■ Required work:
All records below are to be repeated exactly, with the pictures left out.

Data for review Start Marker

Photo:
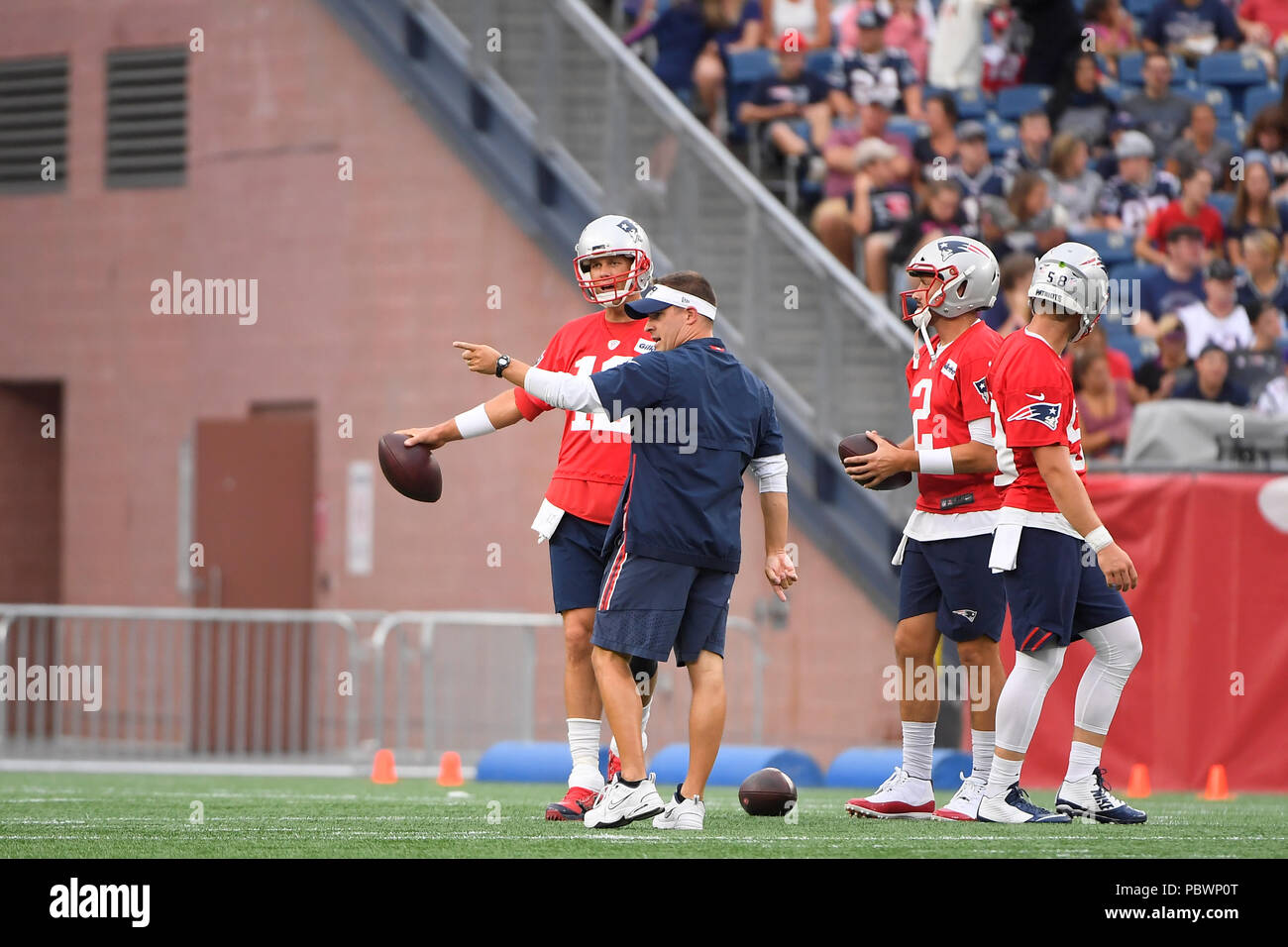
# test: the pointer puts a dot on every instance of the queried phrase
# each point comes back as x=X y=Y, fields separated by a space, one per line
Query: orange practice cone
x=382 y=767
x=1137 y=784
x=450 y=770
x=1216 y=789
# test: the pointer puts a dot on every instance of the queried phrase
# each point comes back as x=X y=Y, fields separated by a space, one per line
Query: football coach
x=677 y=535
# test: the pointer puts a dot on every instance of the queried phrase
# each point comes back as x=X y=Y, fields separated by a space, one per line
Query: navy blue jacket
x=682 y=500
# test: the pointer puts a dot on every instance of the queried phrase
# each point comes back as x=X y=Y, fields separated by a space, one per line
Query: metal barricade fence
x=93 y=682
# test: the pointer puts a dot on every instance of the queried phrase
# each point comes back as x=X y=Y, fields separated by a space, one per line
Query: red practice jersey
x=593 y=451
x=947 y=394
x=1033 y=406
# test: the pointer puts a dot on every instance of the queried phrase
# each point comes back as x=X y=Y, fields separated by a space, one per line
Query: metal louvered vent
x=34 y=124
x=147 y=118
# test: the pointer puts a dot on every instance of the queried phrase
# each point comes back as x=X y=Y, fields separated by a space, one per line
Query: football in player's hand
x=411 y=471
x=858 y=445
x=768 y=791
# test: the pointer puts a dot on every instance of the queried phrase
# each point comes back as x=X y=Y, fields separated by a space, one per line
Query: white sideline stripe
x=214 y=768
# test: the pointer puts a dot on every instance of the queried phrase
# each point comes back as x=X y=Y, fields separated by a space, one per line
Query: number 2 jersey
x=592 y=451
x=945 y=394
x=1033 y=406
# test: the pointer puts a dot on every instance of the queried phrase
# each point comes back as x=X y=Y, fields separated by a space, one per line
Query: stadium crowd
x=1153 y=131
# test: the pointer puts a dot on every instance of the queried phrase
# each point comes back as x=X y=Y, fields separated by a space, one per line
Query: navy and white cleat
x=1090 y=797
x=1016 y=806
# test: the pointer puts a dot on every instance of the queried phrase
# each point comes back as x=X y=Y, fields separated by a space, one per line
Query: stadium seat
x=971 y=105
x=1020 y=99
x=1258 y=97
x=1113 y=248
x=1212 y=94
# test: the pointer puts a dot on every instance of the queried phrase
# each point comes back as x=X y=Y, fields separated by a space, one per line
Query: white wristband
x=936 y=462
x=475 y=423
x=1099 y=538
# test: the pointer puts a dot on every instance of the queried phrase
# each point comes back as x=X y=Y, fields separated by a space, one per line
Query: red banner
x=1212 y=607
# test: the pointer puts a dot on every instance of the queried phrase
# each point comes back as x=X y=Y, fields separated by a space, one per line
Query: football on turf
x=411 y=471
x=858 y=445
x=768 y=791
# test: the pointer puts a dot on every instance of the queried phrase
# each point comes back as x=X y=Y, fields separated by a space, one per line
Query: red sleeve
x=552 y=360
x=1034 y=406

Data for review End Marker

■ Result of the exercise:
Photo:
# test: the pointer puts a dot on every instance of the queried phrase
# each point comes back as x=X y=Y, fields separated by a space, one per line
Query: orange practice cone
x=382 y=767
x=1137 y=784
x=450 y=770
x=1216 y=789
# test: the pointer puts a dot on every instance of the queried phrase
# each point comes back as x=X y=Y, fields separated by a space, one per line
Query: football coach
x=677 y=535
# test: the pointer puts a dot on every instance of the queried phrase
# each point comes back as x=X y=Y, fields separated by a space, one per line
Query: navy blue jacket
x=682 y=500
# test: the pointer puts a dot on every instance of the queried phrase
# each point comes back as x=X y=Y, fields separated by a space, one per line
Query: metal barricade fence
x=93 y=682
# test: the pointer puts a dot on every instance of the queried phrase
# each point comes back as x=X y=Y, fields separated by a space, one per line
Query: red practice jersey
x=593 y=451
x=947 y=394
x=1033 y=406
# test: the pointer puts a dot on every instance of the queried phrase
# each point comes back as x=X y=Y, fields separated by a space, one per line
Query: metal louvered vent
x=34 y=124
x=147 y=118
# test: the pointer puts a dot on every instance of the queried phrase
# each point comes back as x=X y=Y, fields separated by a space, one per line
Query: football in player's hand
x=411 y=471
x=858 y=445
x=768 y=791
# test: the pointer puts a dot on every instance of the queried phrase
# each point comes back as x=X y=Y, fields separated by a space, one per line
Query: white sideline stripe
x=214 y=768
# test: the pointer puts a dot on every instance of the queried phrase
# each point comes back as x=X y=Y, fields separated by a space, one per line
Query: number 2 jersey
x=592 y=451
x=945 y=394
x=1033 y=406
# test: the pointer puts a dot on every instance of the queried phrase
# each point comes back as x=X y=Y, fields separated by a space, one per line
Query: stadium crowd
x=1153 y=131
# test: the pointer puts a dot on every instance of the queried phrase
# each point comes back as x=X y=Y, fields separated by a space, one per line
Query: navy and white cleat
x=1090 y=797
x=1016 y=806
# test: the pointer puts a dot on every instance of the queried phrase
# each point comes back as x=X y=Y, fields separated by a space, one per line
Query: stadium seat
x=971 y=105
x=1020 y=99
x=1258 y=97
x=1113 y=248
x=1212 y=94
# test: the pointer puts a dot on every instance of the queried phrase
# each point comes back as x=X y=Y, fields separated by a space, one per line
Query: white wristband
x=936 y=462
x=475 y=423
x=1099 y=538
# test: the pointer puts a dot on every instance of the queried phrase
# each point comes back as x=X y=Y, fields separated by a space, one per line
Query: red banner
x=1212 y=607
# test: the pointer puts a dot on every instance of the queried phrase
# each point comes back as x=X y=Y, fields separated by a space, one per line
Query: football on turf
x=411 y=471
x=858 y=445
x=768 y=791
# test: the pointer puts a dot on every instance of the queried phrase
# each point comes back as x=X y=Y, fields separated by a space, one per line
Query: red sleeve
x=552 y=360
x=1034 y=406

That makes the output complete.